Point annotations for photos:
◇ ◇ ◇

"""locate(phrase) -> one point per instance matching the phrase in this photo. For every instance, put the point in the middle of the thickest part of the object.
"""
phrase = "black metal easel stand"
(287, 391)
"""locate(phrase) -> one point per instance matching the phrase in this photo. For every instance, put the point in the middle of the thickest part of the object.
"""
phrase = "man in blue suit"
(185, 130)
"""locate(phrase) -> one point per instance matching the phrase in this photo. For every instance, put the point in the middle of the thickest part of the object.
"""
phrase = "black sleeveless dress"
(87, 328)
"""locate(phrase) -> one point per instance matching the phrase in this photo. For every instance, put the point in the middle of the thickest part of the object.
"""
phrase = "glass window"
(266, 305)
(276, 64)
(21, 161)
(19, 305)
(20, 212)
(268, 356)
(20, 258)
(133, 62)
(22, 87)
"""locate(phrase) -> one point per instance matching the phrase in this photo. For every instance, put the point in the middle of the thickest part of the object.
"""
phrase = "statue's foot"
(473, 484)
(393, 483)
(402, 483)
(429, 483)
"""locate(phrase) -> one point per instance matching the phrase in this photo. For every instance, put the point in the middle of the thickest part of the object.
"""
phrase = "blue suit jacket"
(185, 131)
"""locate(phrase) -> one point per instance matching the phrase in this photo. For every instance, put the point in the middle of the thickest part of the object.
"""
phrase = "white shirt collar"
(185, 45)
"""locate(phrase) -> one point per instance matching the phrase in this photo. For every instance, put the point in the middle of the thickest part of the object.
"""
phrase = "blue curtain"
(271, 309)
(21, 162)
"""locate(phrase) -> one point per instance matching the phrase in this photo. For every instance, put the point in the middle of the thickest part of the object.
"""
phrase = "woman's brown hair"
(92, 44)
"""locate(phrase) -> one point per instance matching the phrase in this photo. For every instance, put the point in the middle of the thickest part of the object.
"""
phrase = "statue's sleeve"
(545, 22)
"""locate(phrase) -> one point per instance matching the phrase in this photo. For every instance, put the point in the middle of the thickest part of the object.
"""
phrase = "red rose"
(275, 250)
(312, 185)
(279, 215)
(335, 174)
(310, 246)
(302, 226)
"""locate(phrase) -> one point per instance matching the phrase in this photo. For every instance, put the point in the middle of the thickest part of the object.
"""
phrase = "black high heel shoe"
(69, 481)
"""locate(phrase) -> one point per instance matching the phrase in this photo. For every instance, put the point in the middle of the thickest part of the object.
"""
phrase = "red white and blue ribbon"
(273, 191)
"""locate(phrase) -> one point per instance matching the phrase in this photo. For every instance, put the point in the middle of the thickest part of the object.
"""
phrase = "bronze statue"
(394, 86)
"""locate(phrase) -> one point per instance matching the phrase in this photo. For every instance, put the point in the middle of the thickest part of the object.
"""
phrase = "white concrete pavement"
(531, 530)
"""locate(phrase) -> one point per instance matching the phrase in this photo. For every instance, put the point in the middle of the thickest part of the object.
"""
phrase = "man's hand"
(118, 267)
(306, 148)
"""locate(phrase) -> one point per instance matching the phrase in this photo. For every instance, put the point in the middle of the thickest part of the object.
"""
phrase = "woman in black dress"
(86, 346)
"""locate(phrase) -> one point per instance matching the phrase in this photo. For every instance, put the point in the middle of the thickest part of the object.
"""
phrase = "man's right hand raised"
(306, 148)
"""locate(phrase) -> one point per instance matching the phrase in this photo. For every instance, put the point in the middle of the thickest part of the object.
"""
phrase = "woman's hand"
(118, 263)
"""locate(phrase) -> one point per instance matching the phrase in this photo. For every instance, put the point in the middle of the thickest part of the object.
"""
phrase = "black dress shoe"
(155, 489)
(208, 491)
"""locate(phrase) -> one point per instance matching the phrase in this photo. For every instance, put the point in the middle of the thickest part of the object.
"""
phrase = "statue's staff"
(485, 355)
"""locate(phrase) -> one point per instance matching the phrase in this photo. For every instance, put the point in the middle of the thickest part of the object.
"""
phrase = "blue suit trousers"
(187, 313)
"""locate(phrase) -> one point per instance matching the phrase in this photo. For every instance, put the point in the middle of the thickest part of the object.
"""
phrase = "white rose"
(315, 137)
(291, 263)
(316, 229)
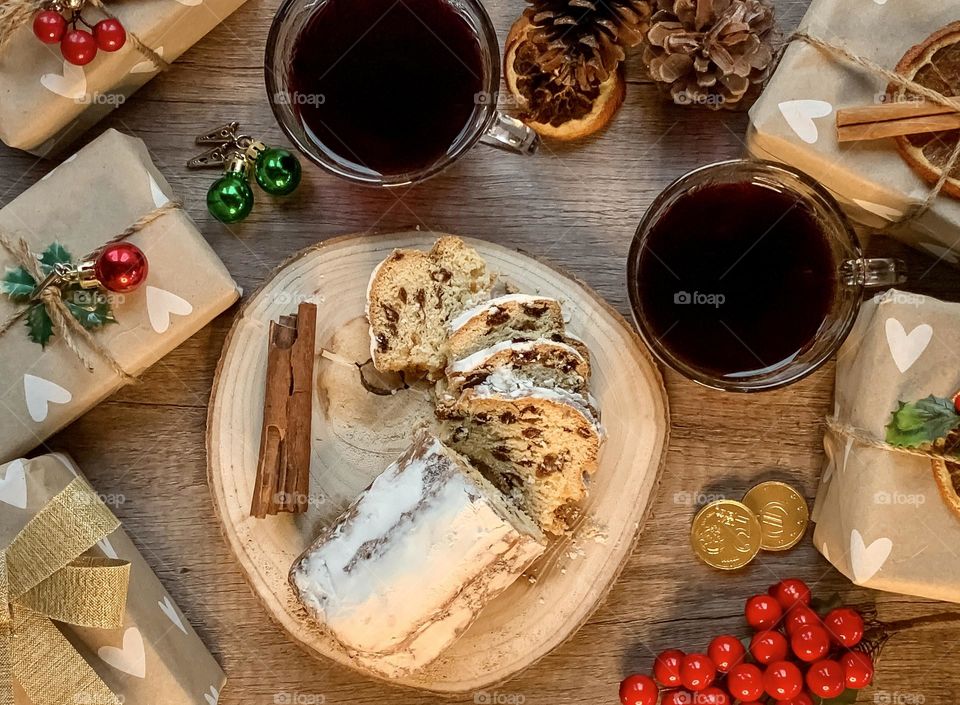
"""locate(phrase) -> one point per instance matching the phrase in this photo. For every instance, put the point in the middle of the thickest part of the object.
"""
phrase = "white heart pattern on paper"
(169, 609)
(867, 560)
(131, 658)
(907, 349)
(72, 84)
(799, 115)
(149, 66)
(161, 304)
(13, 486)
(108, 550)
(40, 393)
(885, 212)
(160, 199)
(941, 252)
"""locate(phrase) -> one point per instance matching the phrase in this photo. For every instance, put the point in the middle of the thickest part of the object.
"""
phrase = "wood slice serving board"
(356, 434)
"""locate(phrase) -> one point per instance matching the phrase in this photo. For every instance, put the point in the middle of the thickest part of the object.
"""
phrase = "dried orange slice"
(572, 116)
(934, 63)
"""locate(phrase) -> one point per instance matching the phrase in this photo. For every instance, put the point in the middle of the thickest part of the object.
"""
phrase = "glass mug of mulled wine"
(747, 276)
(388, 92)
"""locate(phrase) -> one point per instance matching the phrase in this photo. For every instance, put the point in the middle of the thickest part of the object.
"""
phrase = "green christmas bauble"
(277, 171)
(230, 199)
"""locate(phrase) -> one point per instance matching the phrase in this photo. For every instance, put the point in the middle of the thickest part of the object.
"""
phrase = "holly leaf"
(845, 698)
(91, 308)
(18, 284)
(54, 254)
(39, 325)
(920, 422)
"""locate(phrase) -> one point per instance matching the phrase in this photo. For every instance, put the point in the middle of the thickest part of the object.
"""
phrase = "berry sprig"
(60, 22)
(796, 656)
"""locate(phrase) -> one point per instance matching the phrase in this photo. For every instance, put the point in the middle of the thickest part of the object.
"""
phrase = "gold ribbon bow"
(44, 576)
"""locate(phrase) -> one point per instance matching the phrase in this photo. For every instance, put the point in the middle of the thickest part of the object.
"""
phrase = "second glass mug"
(855, 273)
(486, 124)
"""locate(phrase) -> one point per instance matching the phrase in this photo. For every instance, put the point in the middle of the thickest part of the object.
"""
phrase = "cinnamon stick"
(283, 469)
(894, 119)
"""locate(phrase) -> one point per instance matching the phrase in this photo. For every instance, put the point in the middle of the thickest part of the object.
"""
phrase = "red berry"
(697, 672)
(745, 682)
(825, 678)
(857, 669)
(711, 696)
(768, 647)
(789, 592)
(845, 625)
(677, 697)
(782, 680)
(638, 690)
(800, 616)
(666, 667)
(800, 698)
(810, 643)
(78, 47)
(762, 611)
(49, 26)
(725, 651)
(121, 267)
(110, 34)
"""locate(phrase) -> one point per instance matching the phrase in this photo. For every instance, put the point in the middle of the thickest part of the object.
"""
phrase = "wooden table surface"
(575, 206)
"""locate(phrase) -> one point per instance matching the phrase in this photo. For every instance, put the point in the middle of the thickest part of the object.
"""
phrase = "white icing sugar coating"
(403, 572)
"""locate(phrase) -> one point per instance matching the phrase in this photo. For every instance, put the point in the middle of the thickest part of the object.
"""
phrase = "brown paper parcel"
(46, 103)
(155, 657)
(880, 517)
(83, 203)
(794, 121)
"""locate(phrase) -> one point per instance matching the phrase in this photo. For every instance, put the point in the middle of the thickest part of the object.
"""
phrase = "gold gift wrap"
(794, 121)
(881, 519)
(46, 103)
(96, 627)
(84, 203)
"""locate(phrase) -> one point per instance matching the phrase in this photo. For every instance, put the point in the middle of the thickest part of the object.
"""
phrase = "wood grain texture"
(356, 435)
(576, 206)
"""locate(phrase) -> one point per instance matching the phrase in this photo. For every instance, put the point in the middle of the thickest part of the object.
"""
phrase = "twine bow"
(16, 13)
(905, 84)
(44, 576)
(65, 325)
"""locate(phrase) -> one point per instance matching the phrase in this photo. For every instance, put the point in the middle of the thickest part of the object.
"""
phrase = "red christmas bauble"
(110, 34)
(121, 267)
(49, 26)
(79, 47)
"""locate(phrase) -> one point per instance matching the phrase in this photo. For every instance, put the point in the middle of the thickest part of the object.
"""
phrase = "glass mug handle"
(874, 272)
(510, 134)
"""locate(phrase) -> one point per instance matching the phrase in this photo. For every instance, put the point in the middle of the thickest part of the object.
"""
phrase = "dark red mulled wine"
(386, 86)
(736, 279)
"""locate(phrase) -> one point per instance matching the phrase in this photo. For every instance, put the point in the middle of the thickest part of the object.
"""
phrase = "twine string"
(51, 298)
(839, 52)
(867, 439)
(17, 13)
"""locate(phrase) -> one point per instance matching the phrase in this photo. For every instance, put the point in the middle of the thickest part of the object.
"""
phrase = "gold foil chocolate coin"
(726, 534)
(782, 512)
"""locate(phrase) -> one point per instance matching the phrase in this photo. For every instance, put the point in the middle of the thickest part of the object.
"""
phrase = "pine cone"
(562, 53)
(715, 53)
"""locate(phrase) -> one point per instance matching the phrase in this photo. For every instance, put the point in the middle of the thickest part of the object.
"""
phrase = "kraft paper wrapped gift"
(151, 654)
(794, 121)
(84, 203)
(46, 103)
(881, 519)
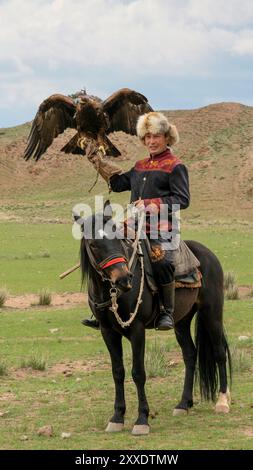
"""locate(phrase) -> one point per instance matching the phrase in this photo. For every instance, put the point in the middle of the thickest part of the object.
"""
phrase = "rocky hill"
(216, 143)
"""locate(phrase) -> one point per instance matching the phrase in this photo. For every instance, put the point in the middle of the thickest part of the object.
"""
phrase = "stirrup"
(91, 323)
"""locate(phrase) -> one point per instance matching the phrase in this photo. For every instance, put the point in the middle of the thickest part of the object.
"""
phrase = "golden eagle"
(93, 119)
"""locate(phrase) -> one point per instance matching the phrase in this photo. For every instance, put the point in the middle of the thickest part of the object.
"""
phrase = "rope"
(114, 307)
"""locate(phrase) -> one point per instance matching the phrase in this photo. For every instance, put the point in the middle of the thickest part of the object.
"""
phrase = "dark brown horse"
(105, 262)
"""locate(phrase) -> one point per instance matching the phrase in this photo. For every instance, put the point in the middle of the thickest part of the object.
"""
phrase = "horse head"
(103, 249)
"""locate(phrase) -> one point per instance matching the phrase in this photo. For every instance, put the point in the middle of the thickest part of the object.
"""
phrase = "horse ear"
(78, 219)
(107, 209)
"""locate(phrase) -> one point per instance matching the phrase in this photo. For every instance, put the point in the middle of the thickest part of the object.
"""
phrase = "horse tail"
(207, 366)
(84, 262)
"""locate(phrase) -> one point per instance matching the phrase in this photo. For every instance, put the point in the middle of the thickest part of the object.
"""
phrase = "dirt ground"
(66, 300)
(69, 300)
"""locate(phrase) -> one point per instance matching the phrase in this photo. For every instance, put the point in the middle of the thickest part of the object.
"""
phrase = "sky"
(181, 54)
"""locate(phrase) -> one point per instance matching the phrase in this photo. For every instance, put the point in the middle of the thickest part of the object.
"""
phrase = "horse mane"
(84, 261)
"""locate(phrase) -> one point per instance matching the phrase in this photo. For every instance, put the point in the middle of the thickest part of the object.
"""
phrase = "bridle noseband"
(115, 258)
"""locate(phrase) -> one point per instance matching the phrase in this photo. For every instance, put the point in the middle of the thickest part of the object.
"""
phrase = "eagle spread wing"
(92, 118)
(123, 108)
(55, 114)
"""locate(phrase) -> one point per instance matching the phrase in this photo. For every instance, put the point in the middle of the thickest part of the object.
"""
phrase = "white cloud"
(41, 40)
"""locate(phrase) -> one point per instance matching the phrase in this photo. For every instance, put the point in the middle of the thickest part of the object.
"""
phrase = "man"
(161, 179)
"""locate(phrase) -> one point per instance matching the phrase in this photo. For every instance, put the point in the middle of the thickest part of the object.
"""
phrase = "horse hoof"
(114, 427)
(180, 411)
(140, 429)
(222, 405)
(221, 409)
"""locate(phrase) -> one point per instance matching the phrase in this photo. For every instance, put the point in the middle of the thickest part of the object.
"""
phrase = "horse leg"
(137, 338)
(224, 400)
(184, 339)
(113, 341)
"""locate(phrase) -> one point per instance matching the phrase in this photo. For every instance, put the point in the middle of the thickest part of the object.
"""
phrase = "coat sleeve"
(179, 188)
(121, 182)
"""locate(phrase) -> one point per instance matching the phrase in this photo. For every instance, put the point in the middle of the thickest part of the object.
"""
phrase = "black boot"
(165, 320)
(91, 323)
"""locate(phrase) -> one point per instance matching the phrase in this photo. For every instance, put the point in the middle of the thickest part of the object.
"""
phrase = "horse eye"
(102, 233)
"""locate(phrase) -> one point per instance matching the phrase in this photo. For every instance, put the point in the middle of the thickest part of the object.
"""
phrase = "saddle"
(186, 265)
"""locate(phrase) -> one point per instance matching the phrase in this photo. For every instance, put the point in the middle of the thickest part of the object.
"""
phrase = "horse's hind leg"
(113, 341)
(137, 338)
(184, 339)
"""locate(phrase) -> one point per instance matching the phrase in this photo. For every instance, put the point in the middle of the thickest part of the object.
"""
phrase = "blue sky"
(182, 54)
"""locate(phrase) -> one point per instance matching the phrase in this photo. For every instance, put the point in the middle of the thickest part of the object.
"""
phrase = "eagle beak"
(102, 149)
(82, 142)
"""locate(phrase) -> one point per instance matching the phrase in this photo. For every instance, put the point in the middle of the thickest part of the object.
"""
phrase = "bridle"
(114, 291)
(116, 257)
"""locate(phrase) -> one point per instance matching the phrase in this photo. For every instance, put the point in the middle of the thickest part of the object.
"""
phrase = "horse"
(114, 293)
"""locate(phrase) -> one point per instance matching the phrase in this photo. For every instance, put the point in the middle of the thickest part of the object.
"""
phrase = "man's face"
(156, 143)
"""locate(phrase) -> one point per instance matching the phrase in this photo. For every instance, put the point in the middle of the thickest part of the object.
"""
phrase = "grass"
(3, 296)
(45, 297)
(3, 368)
(24, 268)
(82, 402)
(35, 361)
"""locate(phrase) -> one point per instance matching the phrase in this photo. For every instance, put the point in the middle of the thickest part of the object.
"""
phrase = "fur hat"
(156, 123)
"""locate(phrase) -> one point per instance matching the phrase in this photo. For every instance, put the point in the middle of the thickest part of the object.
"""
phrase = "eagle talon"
(81, 142)
(102, 149)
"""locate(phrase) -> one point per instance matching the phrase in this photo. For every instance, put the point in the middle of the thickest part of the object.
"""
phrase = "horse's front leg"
(113, 341)
(137, 338)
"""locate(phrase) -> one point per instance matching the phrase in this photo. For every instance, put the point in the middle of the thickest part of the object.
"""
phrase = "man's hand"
(139, 204)
(151, 207)
(92, 152)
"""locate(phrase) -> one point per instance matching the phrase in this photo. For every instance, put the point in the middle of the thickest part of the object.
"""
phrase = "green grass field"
(81, 402)
(74, 390)
(33, 255)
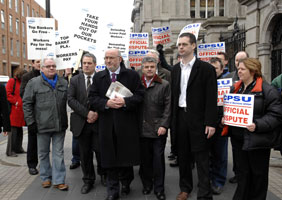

◇ ◇ ◇

Filter the lines above, keeping only those that contain the word "glass".

## Result below:
phrase = "glass window"
phrase = "glass mug of mulled wine"
phrase = "second glass mug"
phrase = "glass mug handle"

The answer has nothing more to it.